# The problem
Please copy every line in the rows below that contains the string "white", matching case.

#####

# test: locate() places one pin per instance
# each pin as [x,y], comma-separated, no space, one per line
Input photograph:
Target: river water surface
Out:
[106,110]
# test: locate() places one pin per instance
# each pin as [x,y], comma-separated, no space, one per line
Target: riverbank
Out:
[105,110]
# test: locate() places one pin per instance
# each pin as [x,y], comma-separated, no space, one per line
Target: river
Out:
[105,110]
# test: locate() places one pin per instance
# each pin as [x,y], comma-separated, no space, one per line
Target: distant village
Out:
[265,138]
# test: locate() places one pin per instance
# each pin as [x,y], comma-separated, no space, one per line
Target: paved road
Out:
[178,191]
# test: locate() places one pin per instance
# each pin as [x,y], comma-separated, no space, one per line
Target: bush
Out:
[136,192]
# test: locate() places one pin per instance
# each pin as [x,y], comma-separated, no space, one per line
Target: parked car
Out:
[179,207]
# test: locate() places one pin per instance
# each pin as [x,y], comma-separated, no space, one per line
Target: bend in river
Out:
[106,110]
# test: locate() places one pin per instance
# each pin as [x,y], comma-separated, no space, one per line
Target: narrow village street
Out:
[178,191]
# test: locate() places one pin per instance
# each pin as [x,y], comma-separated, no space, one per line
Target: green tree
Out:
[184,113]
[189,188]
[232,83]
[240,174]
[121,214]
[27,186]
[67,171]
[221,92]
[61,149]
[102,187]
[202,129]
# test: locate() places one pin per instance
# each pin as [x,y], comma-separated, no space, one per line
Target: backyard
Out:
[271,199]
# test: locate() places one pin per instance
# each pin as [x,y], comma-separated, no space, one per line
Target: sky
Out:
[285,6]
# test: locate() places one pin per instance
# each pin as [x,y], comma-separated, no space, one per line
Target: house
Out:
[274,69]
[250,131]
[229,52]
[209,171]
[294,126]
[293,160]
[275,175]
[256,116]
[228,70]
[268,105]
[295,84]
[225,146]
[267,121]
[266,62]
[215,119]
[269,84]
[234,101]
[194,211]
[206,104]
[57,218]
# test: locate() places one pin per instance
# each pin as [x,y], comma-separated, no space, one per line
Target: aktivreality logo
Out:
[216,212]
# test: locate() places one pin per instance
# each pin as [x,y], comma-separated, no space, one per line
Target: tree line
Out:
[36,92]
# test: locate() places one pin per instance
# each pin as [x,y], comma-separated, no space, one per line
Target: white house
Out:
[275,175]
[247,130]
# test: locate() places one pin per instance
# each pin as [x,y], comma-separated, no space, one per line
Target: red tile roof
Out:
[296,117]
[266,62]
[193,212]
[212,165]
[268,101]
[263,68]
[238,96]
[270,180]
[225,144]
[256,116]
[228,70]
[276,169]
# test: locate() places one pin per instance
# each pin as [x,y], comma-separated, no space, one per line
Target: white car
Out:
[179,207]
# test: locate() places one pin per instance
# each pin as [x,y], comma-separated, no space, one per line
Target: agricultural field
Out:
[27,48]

#####

# Complete answer
Target: white house
Target: white car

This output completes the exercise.